• [PARTS OF THE EXERCISE]
1. In the rock climbing post, what took up most of the class?
2. List each thing the rock climbing post says we have to do when learning a new skill as an adult.
3. Reproduce the part of the rock climbing post starting at "Up until my" and ending at "changed my opinion.".

• [TEXT]
Learning new tricks

One of my second quarter resolutions for 2010 is to go rock climbing. Since I have never been rock climbing, I signed up for lessons and took my first course on Sunday.

Up until my class began, I was under the impression that I would do a lot of climbing as part of my rock climbing class. I did make it up a small wall during the class, so there was some climbing. However, the majority of the class was dedicated to equipment, safety measures, and knot tying. In all honesty, the class should have been called Knot Tying 101.

I was initially put off by the knot tying instruction. I went to rock climbing class wanting to rock climb. The next day, though, when my arms and fingers were sore just from going up the wall once, I quickly changed my opinion.

It’s hard to learn a new skill as an adult. We have to trust someone else to show us the way. We have to train our minds and our bodies to behave in new ways. We have to practice. We have to not be good at something before we can get better. And, we can’t dive right in and do it exactly the way we have imagined it.

Knot tying is vital in rock climbing. Improperly tied knots can mean the difference between a safe climb and serious, life-threatening injuries. Thankfully, most new skills that we acquire in our daily lives don’t start with life or death skills training. It won’t kill you if you fail to follow the instructions for how to use a new time tracking software program at work, but you may lose out on wages or waste time redoing your time sheets later. Learning the basics helps you to be more productive over the long term, and an initial investment in these fundamental skills can have huge rewards.

If you need to go back and learn some basic skills to pump up your productivity (per the discussion in today’s first post), I recommend that you do it. Take the chance. Trust someone else to show you the way, and cut yourself some slack if you’re not great in the beginning. Once you master the new skill, you’ll save yourself significant amounts of time.

16 Comments for “Learning new tricks”

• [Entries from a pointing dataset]
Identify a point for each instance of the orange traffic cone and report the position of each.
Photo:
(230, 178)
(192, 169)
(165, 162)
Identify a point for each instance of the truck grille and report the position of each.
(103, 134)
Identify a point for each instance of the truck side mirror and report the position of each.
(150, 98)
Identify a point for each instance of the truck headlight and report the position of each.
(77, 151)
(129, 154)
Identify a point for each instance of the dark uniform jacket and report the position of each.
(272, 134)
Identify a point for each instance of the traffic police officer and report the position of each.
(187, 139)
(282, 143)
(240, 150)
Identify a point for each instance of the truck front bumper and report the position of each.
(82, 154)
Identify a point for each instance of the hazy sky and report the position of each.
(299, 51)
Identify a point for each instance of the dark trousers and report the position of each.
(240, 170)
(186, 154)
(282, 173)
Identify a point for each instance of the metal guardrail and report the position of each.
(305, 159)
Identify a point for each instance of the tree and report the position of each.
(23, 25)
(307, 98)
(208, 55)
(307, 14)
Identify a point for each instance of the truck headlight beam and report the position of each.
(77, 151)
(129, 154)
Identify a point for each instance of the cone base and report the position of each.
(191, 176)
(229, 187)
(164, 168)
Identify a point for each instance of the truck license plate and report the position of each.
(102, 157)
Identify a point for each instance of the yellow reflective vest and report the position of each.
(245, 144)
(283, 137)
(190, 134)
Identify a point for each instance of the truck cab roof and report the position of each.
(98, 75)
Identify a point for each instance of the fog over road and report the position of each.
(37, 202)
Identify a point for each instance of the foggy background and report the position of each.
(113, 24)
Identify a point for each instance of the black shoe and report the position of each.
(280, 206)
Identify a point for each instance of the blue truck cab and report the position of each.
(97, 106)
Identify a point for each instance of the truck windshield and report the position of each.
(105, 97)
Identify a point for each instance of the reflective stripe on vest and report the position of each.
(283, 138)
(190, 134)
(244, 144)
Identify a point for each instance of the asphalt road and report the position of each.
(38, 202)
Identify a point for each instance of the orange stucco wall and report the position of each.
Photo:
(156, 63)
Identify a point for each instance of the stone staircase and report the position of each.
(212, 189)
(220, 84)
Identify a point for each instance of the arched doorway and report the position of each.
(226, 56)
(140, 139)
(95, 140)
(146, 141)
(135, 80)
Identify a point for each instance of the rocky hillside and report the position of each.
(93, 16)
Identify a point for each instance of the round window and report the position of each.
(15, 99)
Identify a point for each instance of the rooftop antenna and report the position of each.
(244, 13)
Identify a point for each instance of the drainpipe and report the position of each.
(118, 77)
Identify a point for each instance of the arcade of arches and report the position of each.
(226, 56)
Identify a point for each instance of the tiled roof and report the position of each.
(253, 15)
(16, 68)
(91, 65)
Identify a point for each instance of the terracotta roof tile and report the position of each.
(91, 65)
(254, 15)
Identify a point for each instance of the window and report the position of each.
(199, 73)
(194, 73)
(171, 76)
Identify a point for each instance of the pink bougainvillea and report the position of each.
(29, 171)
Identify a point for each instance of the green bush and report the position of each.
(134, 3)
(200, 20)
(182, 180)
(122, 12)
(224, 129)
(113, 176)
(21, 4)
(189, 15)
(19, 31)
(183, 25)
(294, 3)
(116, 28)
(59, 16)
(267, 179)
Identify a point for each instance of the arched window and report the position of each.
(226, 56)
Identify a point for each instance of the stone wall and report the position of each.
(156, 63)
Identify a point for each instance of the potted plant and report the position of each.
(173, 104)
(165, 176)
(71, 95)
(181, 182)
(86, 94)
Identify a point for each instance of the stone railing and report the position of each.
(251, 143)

• [EXERCISE RESPONSES]
1. Equipment, safety measures, and knot tying.

2.
- Trust someone else to show us the way
- Train our minds and our bodies to behave in new ways
- Practice
- Not be good at something before we can get better

3.
Up until my class began, I was under the impression that I would do a lot of climbing as part of my rock climbing class. I did make it up a small wall during the class, so there was some climbing. However, the majority of the class was dedicated to equipment, safety measures, and knot tying. In all honesty, the class should have been called Knot Tying 101.

I was initially put off by the knot tying instruction. I went to rock climbing class wanting to rock climb. The next day, though, when my arms and fingers were sore just from going up the wall once, I quickly changed my opinion.